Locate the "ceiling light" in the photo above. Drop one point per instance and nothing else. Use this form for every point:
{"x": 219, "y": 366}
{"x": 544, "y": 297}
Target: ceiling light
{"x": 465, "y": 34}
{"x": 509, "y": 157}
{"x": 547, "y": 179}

..........

--- EXERCISE GOAL ---
A word-for-word restatement of every record above is expected.

--- RESPONSE AREA ---
Locate the "ceiling light" in the photo above. Drop one point per instance and nothing else. Use this form for every point:
{"x": 219, "y": 366}
{"x": 544, "y": 297}
Target: ceiling light
{"x": 465, "y": 34}
{"x": 509, "y": 157}
{"x": 547, "y": 179}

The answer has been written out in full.